>>>

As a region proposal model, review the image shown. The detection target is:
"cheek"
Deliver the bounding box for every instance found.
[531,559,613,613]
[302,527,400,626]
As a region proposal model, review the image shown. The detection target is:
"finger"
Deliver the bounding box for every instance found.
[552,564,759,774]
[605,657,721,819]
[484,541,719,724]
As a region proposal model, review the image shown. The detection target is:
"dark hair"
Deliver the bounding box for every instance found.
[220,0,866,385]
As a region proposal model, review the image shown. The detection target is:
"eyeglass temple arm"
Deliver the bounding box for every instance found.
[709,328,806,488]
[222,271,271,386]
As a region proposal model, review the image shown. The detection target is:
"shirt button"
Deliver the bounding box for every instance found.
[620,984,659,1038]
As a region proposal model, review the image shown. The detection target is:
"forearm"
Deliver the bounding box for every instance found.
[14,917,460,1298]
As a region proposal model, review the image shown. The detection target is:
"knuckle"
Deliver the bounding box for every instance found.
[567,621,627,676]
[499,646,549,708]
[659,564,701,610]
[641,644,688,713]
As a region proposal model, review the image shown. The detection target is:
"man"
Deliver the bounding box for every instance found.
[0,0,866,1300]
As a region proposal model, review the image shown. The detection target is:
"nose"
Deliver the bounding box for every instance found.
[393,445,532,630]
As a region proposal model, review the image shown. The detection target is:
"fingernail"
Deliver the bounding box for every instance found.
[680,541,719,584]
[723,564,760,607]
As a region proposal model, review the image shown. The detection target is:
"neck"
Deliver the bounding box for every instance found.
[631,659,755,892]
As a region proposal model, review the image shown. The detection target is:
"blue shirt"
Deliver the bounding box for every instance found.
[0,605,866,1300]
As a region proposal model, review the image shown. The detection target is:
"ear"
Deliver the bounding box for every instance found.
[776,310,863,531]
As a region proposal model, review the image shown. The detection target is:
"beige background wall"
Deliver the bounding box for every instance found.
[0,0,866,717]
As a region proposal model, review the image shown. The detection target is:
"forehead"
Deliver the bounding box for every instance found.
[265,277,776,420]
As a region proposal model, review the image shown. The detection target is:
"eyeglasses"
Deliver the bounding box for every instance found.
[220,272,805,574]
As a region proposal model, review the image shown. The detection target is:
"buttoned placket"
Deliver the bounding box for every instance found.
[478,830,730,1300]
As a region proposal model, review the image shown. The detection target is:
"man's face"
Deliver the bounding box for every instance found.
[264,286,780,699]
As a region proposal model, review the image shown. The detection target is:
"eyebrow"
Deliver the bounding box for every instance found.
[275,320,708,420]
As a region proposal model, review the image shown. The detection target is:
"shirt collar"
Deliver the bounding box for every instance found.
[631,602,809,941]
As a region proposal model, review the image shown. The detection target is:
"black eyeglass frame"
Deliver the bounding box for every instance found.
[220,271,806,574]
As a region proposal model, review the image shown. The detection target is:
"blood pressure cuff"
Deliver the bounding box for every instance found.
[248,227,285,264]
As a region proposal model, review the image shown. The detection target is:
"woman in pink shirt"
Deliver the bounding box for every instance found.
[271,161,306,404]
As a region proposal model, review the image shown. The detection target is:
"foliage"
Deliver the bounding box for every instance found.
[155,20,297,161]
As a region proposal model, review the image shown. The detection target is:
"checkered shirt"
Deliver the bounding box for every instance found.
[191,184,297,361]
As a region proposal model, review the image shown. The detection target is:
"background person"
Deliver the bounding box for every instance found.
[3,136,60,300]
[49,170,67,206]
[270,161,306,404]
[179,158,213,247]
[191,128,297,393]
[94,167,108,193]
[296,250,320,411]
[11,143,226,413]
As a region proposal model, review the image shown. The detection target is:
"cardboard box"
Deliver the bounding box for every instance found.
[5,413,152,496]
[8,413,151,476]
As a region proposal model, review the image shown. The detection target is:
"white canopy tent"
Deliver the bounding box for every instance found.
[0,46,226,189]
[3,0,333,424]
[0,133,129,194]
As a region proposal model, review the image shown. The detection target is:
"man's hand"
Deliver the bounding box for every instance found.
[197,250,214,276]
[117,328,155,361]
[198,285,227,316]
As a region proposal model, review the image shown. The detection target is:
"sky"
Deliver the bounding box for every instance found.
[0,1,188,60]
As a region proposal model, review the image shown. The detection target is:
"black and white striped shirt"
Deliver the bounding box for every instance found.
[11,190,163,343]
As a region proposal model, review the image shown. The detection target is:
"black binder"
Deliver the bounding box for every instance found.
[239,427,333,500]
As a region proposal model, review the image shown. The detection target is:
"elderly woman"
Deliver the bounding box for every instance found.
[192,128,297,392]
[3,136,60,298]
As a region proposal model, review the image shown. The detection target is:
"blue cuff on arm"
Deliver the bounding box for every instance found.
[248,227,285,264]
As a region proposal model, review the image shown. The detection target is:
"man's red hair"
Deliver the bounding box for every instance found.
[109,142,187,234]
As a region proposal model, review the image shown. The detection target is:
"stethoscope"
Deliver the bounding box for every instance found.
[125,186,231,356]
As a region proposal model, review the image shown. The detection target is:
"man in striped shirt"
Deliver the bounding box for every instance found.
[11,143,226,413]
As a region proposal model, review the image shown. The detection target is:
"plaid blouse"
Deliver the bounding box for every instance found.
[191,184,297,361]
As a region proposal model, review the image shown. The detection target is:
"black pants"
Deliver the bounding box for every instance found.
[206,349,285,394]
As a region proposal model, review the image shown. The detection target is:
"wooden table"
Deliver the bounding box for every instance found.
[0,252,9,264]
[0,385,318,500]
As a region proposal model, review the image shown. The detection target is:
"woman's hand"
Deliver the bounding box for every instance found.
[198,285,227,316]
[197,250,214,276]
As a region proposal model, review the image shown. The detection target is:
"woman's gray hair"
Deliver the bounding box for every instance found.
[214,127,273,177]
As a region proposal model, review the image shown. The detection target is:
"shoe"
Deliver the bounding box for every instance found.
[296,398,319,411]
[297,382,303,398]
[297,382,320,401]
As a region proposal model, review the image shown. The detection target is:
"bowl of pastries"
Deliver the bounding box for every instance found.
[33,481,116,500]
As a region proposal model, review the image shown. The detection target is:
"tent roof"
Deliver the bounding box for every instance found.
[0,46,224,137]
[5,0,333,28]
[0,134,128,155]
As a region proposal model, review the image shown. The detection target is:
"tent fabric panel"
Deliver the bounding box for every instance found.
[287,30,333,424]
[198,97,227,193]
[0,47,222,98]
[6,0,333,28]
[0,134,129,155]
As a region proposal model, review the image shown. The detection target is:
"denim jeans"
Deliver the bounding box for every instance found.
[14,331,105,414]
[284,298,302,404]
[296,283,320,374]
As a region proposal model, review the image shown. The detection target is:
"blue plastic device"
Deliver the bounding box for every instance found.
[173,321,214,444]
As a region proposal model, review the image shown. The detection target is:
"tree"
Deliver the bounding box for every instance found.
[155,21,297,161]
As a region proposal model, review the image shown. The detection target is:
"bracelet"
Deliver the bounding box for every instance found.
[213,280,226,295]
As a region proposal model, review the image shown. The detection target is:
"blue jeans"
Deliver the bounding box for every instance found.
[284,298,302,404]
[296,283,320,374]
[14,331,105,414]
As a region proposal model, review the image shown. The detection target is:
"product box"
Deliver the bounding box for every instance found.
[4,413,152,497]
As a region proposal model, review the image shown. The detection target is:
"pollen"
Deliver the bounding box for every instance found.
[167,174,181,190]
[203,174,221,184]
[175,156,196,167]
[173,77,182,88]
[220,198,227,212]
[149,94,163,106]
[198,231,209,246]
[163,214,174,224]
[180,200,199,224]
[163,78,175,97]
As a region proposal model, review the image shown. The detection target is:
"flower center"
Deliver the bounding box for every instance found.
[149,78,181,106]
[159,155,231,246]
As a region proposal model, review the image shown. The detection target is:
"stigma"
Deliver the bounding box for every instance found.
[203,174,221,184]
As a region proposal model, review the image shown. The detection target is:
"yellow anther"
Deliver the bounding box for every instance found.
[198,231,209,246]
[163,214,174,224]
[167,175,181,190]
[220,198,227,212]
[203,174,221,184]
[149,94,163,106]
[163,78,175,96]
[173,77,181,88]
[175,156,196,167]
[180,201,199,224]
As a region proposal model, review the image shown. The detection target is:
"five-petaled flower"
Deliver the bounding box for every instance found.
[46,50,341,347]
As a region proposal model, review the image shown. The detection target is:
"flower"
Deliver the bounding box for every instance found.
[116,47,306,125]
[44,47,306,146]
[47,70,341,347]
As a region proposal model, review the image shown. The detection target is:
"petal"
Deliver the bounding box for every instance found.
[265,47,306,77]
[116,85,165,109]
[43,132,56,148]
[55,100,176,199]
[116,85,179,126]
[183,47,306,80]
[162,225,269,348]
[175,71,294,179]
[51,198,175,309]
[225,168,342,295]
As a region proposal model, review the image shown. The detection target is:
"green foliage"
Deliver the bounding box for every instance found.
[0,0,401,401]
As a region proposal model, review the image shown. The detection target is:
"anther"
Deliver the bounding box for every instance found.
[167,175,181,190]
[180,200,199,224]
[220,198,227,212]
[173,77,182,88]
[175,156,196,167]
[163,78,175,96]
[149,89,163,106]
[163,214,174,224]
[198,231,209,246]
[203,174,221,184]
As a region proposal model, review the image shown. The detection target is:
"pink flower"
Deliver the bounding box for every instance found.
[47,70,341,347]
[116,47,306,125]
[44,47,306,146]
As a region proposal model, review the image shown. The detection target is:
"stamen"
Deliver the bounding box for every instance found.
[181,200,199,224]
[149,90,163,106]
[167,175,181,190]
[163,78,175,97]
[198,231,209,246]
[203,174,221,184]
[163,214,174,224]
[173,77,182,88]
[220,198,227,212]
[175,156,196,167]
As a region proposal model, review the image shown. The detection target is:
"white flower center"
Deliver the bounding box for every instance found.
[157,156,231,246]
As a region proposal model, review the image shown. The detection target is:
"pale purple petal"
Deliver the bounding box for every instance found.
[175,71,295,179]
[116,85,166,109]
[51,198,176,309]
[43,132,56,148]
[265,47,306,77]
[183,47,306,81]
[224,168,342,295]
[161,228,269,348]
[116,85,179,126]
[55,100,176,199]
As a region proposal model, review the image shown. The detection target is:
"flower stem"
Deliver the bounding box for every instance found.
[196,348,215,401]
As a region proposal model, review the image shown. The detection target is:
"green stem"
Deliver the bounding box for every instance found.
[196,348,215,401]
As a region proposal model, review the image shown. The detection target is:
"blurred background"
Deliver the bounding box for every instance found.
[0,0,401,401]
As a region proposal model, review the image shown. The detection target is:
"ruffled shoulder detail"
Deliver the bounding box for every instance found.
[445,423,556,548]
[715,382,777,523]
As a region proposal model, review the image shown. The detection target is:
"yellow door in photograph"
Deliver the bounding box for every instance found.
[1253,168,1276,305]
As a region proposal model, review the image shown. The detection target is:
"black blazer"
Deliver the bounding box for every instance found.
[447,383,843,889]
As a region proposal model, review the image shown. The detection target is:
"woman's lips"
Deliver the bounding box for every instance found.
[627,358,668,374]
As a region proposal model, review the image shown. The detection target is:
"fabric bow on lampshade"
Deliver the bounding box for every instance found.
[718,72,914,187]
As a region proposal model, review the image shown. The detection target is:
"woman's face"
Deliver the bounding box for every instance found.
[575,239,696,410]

<<<

◆ Objective: Reproduce the stretch from the start of the records through the line containing "[484,541,719,724]", with both ends included and every line unchanged.

◆ Completed task:
As a region proposal model, review the image shown. The detection target is:
"cheek"
Deliver the bounding box for every instance found.
[531,559,613,613]
[302,527,400,626]
As a region proposal model, review the image shown. The detection target is:
"finger"
Deliver the bounding box for every instance found.
[552,564,759,774]
[605,657,721,819]
[484,541,719,724]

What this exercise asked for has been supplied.